Instructions ::
(1) List every person named in full in the Bryant v. Town and Country Homeowners Assn opinion.
(2) In the Bryant v. Town and Country Homeowners Assn opinion, how was the homeowners' association's lien satisfied?
(3) Continue the Bryant v. Town and Country Homeowners Assn opinion from its final sentence.
##### Selected excerpt #####
Bryant v. Town and Country Homeowners Assn,
06:13:2006

Bryant v. Town and Country Homeowners Assn,




Filed 6/12/06 Bryant v. Town and Country Homeowners Assn, CA2/7





NOT TO BE PUBLISHED IN THE OFFICIAL REPORTS


California Rules of Court, rule 977(a), prohibits courts and parties from citing or relying on opinions not certified for publication or ordered published, except as specified by rule 977(b). This opinion has not been certified for publication or ordered published for purposes of rule 977.





IN THE COURT OF APPEAL OF THE STATE OF CALIFORNIA



SECOND APPELLATE DISTRICT



DIVISION SEVEN










WILLIAM L. BRYANT,


Plaintiff and Appellant,


v.


TOWN AND COUNTRY HOMEOWNERS ASSOC., INC., et al.,


Defendants and Respondents.



B184616


(Los Angeles County


Super. Ct. No. LC068446)



APPEAL from a judgment of the Superior Court of Los Angeles County. Stanley Weisberg, Judge. Affirmed.


Goodheart & Goodheart and Gregory J. Goodheart for Plaintiff and Appellant.


Adams & Kessler and Mark A. O'Brien for Defendants and Respondents.


___________________________


A homeowners' association placed a lien against a condominium owner's unit to recover costs it incurred to repair water damage and mold in the unit. The association's lien was satisfied through escrow when the owner sold the unit. The condominium owner then brought suit against the homeowners' association and its management company claiming they had breached their duty to him and he was thus not liable for the repair or remediation costs. At the close of the condominium owner's case-in-chief the trial court concluded the condominium owner had failed to carry his burden of proving his causes of actions for negligence and fraud. Accordingly, the trial court granted the homeowners' association's and management company's motions for judgment. We affirm.
##### Provided information #####
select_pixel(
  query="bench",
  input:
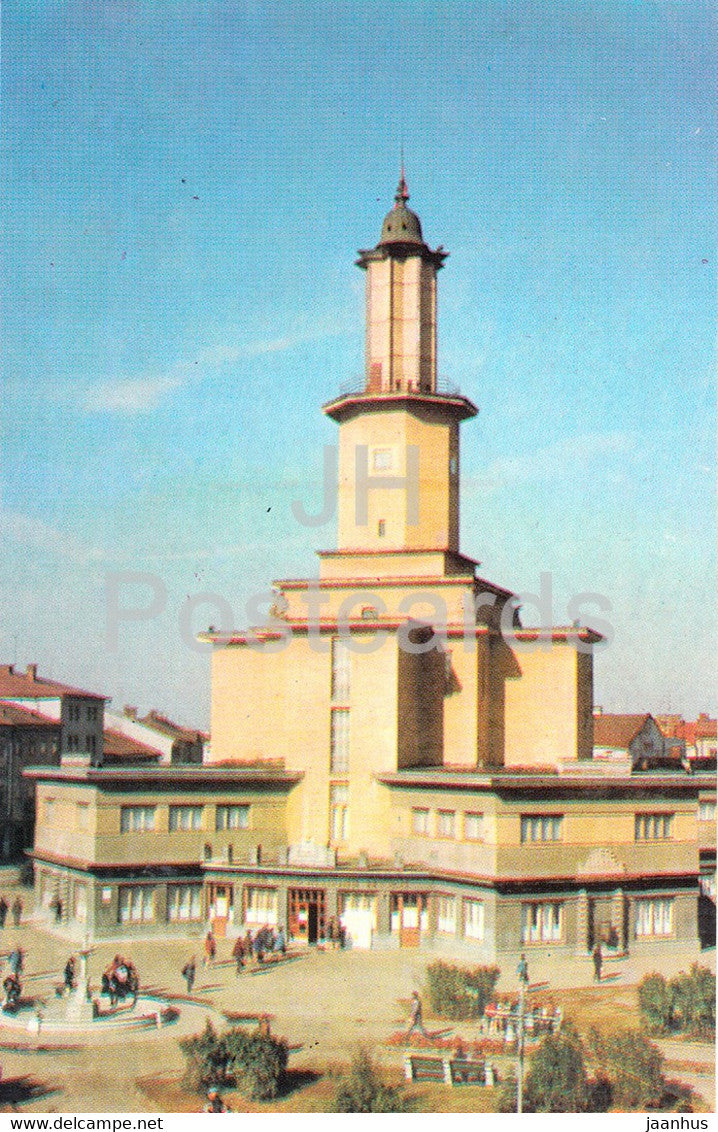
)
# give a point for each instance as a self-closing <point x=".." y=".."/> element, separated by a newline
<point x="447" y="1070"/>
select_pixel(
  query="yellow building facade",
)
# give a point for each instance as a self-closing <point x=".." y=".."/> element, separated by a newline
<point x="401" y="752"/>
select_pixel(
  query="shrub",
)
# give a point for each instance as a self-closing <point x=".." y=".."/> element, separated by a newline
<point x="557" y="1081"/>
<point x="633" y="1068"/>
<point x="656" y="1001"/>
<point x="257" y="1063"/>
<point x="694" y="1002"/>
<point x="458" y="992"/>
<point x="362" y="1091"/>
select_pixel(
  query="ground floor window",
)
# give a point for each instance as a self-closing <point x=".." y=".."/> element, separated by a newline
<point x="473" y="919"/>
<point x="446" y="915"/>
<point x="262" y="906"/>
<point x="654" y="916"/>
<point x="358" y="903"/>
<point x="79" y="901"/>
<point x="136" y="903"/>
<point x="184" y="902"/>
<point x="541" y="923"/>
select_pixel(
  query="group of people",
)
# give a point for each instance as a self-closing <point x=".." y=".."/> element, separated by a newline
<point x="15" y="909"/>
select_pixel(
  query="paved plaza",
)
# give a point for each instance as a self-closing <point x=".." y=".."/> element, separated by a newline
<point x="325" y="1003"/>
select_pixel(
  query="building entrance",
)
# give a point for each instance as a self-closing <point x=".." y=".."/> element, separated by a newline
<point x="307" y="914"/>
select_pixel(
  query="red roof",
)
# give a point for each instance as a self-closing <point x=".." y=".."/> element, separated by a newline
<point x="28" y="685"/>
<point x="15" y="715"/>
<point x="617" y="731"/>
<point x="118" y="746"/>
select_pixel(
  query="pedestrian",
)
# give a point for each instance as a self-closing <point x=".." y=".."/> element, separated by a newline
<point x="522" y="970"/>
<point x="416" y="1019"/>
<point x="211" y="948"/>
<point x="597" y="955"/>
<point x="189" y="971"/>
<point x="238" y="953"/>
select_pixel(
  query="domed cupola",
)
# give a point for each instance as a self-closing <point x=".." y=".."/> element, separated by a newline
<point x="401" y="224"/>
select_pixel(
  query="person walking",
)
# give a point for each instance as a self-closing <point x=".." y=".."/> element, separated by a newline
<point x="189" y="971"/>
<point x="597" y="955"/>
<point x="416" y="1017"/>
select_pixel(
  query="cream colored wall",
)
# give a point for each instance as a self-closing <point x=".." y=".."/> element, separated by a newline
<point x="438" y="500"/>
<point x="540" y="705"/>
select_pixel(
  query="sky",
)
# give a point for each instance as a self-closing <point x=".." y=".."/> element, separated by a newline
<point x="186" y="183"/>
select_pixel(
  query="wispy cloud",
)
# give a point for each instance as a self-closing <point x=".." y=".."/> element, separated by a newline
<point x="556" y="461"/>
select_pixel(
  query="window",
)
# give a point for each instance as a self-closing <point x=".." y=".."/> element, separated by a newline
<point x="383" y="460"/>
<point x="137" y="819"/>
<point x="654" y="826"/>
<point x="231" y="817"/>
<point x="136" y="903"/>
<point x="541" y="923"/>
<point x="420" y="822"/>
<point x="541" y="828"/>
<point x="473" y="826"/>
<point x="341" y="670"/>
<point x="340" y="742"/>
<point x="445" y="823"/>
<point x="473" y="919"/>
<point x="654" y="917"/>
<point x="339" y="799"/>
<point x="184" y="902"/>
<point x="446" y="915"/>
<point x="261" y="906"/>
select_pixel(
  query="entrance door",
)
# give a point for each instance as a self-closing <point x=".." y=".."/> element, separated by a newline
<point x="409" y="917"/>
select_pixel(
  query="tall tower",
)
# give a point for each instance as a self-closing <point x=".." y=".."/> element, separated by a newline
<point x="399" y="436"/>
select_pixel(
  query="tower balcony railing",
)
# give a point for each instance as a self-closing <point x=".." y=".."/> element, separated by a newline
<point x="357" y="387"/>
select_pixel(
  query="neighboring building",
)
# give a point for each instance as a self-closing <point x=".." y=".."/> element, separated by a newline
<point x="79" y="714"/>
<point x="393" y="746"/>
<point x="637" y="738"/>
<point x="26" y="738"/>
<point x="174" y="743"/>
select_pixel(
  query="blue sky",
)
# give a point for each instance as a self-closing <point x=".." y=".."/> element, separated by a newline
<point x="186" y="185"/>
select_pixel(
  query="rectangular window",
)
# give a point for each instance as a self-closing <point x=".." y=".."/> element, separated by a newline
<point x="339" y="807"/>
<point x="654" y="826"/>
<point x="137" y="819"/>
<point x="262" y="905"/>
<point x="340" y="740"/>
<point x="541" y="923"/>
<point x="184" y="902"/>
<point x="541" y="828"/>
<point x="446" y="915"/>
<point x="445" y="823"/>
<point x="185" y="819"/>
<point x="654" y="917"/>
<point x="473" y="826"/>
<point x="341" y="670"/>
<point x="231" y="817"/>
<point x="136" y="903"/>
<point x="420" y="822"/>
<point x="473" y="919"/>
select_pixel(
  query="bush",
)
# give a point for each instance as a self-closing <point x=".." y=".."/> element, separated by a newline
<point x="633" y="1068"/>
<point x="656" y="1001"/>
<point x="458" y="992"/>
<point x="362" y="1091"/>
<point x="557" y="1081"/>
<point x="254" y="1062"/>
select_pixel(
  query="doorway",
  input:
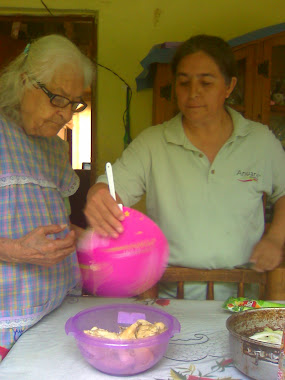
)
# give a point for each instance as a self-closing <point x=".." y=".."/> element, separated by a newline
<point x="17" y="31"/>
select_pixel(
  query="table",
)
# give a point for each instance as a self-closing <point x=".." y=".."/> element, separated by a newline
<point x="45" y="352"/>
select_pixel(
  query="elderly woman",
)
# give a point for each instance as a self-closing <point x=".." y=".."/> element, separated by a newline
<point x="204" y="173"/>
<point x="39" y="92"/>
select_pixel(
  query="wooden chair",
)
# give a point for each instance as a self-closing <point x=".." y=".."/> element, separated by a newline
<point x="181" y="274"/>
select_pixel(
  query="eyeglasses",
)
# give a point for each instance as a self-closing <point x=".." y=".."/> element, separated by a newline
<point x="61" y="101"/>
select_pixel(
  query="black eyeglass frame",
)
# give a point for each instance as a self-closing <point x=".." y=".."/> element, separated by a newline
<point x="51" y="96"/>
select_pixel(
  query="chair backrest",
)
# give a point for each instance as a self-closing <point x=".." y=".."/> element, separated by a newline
#####
Results in order ::
(1) William L. Bryant, Stanley Weisberg, Gregory J. Goodheart, Mark A. O'Brien

(2) It was satisfied through escrow when the owner sold the unit.

(3)
FACTS AND PROCEEDINGS BELOW


Plaintiff and appellant, William L. Bryant, purchased a condominium in Agoura Hills in 1991. His condominium was a one bedroom, one bath unit and part of the defendant and respondent Town and Country Homeowners' Association (the association). The association hired defendant and respondent Community Management Specialists to manage the property.


Sometime in April 2003 appellant noticed the bathtub hot water faucet leaked. Over time the leak got progressively worse until it was running at half force. Appellant went to a home improvement center and personnel there recommended he replace the faucet's washer. Appellant's fix did not last. The same hot water faucet began leaking and in time was again running at half force into the tub. Appellant was not particularly concerned because all the water went down the drain and he did not notice any water leaking outside the tub or around the toilet. Appellant agreed the bathtub's hot water faucet had leaked in this fashion for months.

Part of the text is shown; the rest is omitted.